Text provided:
================

Search code examples
pythondockerspacyrust-cargoarm64

arm64 - How do I install sudachiPy - needed for japanese SpaCy


I should preface by saying that I did follow the SpaCy documentation to install the SpaCy library and the models of interest.

pip install -U pip setuptools wheel
pip install -U 'spacy[apple]'
python -m spacy download zh_core_web_sm
python -m spacy download en_core_web_sm
python -m spacy download fr_core_news_sm
python -m spacy download de_core_news_sm
python -m spacy download ja_core_news_sm
python -m spacy download es_core_news_sm

Currently stuck at installing ja_core_news_sm in my Docker with a python image of python:3.11-slim in my Docker environment. I am installing a few other SpaCy pipeline modules in tandem on my arm64 Docker image and this is the source of conflict. The other pipeline models are :

I get the following error:

    ━━━━━━━━━━━━━━━━━━━━━━━━━━━━━━━━━━━━━━━━ 71.7/71.7 MB 4.4 MB/s eta 0:00:00
 Building wheels for collected packages: sudachipy
   Building wheel for sudachipy (pyproject.toml): started
   Building wheel for sudachipy (pyproject.toml): finished with status 'error'
   error: subprocess-exited-with-error
   
   × Building wheel for sudachipy (pyproject.toml) did not run successfully.

================

Dataset content:
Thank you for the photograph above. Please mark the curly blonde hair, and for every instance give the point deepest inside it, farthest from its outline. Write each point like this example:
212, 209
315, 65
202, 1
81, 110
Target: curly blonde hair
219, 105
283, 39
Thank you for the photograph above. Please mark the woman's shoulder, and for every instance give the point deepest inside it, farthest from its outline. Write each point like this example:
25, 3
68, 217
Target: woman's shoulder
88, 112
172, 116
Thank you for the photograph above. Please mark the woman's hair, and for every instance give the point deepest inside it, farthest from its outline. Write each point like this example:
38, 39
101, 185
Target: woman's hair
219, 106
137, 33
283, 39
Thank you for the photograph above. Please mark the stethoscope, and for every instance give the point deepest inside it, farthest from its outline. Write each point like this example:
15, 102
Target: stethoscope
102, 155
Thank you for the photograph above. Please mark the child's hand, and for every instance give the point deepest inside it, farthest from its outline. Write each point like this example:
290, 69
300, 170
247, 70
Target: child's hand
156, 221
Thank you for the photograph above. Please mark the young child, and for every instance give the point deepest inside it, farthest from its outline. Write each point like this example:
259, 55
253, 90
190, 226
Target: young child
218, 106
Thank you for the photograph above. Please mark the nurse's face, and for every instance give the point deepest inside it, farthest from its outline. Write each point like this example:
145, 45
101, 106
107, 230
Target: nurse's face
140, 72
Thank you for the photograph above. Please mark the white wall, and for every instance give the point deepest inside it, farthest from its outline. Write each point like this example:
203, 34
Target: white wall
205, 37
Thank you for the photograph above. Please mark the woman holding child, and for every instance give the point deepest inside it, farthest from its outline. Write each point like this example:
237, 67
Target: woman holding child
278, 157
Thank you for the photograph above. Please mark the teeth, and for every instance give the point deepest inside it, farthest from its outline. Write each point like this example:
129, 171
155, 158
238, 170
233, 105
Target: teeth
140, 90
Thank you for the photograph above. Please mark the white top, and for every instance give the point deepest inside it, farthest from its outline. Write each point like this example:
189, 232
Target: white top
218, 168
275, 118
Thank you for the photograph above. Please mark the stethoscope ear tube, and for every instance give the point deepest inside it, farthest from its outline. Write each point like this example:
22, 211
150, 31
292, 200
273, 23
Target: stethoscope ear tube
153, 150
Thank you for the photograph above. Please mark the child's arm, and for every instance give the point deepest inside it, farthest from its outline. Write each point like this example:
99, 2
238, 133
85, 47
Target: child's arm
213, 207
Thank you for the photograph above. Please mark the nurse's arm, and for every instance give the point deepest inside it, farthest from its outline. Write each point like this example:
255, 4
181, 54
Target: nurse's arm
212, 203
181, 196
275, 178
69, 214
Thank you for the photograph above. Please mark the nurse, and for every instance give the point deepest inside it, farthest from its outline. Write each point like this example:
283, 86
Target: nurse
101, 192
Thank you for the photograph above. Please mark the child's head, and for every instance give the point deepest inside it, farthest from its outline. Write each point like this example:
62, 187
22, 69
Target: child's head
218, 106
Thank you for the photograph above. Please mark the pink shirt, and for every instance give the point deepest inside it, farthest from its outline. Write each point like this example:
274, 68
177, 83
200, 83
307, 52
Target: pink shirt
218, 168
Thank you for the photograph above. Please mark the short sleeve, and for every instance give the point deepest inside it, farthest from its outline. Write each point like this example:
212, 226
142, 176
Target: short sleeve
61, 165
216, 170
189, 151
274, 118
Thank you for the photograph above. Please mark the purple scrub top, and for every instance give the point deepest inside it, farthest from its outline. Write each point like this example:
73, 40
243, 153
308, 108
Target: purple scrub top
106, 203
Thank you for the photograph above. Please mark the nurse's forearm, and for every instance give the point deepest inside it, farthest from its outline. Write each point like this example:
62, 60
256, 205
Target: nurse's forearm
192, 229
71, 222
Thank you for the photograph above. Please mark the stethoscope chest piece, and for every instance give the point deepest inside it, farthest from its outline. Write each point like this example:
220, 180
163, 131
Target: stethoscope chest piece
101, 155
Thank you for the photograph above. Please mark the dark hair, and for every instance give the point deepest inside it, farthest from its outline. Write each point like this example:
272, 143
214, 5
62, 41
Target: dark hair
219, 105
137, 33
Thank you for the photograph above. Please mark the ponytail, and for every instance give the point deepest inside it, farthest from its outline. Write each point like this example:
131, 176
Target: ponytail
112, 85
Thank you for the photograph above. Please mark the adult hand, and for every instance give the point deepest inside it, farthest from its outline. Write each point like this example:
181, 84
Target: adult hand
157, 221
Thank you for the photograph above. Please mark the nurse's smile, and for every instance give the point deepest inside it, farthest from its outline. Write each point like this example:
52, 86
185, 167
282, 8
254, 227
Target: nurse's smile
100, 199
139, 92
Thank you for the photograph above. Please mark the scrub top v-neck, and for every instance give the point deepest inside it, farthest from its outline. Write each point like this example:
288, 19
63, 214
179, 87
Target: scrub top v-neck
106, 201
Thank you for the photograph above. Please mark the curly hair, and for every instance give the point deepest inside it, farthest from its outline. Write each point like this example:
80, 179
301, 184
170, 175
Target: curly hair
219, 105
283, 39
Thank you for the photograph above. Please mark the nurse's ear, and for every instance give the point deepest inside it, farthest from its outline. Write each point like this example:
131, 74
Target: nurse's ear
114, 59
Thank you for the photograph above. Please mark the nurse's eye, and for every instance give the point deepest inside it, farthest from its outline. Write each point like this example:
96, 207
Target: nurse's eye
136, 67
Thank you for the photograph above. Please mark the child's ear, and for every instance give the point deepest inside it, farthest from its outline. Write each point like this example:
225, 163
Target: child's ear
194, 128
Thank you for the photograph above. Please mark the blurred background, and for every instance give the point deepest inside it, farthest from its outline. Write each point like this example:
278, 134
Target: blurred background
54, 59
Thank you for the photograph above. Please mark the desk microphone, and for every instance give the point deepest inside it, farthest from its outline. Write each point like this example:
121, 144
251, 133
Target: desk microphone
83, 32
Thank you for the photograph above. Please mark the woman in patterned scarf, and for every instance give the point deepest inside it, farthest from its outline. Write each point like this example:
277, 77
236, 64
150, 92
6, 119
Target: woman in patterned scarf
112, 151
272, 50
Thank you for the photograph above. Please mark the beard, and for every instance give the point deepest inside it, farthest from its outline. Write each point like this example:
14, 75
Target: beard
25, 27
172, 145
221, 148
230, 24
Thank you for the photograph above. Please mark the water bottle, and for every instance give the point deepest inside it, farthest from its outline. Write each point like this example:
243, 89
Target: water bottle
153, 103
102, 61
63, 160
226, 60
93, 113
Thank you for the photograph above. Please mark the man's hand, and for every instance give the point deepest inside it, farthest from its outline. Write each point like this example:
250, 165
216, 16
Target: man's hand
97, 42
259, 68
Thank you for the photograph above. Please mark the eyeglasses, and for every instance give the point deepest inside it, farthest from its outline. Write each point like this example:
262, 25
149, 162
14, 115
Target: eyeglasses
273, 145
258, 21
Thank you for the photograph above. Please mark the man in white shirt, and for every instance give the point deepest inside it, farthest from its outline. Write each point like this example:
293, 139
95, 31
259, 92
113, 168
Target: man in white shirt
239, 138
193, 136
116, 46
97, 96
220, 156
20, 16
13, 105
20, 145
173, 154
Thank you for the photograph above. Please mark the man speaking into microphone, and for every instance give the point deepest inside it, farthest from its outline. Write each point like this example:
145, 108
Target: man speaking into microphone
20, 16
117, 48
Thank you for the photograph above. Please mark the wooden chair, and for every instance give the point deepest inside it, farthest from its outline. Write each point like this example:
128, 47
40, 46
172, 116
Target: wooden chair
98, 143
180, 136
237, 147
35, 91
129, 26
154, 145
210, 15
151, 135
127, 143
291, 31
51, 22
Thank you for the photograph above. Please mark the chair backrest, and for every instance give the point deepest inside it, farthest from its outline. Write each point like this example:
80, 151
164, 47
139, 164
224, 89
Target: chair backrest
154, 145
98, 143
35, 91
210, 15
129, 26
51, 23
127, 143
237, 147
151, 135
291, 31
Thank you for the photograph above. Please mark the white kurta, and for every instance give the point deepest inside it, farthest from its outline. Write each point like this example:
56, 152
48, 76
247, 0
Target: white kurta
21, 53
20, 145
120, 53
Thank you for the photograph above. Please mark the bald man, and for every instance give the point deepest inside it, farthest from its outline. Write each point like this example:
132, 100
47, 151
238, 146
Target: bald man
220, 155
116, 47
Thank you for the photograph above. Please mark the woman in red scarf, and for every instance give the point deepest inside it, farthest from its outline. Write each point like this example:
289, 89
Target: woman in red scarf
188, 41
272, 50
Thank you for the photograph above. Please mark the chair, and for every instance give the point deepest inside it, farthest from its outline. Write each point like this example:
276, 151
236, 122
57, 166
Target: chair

================

Task requirements: Copy out the forum post starting with "Currently stuck at" and going on through "not run successfully.", but switch "tandem" to "parallel".

Result below:
Currently stuck at installing ja_core_news_sm in my Docker with a python image of python:3.11-slim in my Docker environment. I am installing a few other SpaCy pipeline modules in parallel on my arm64 Docker image and this is the source of conflict. The other pipeline models are :

I get the following error:

    ━━━━━━━━━━━━━━━━━━━━━━━━━━━━━━━━━━━━━━━━ 71.7/71.7 MB 4.4 MB/s eta 0:00:00
 Building wheels for collected packages: sudachipy
   Building wheel for sudachipy (pyproject.toml): started
   Building wheel for sudachipy (pyproject.toml): finished with status 'error'
   error: subprocess-exited-with-error
   
   × Building wheel for sudachipy (pyproject.toml) did not run successfully.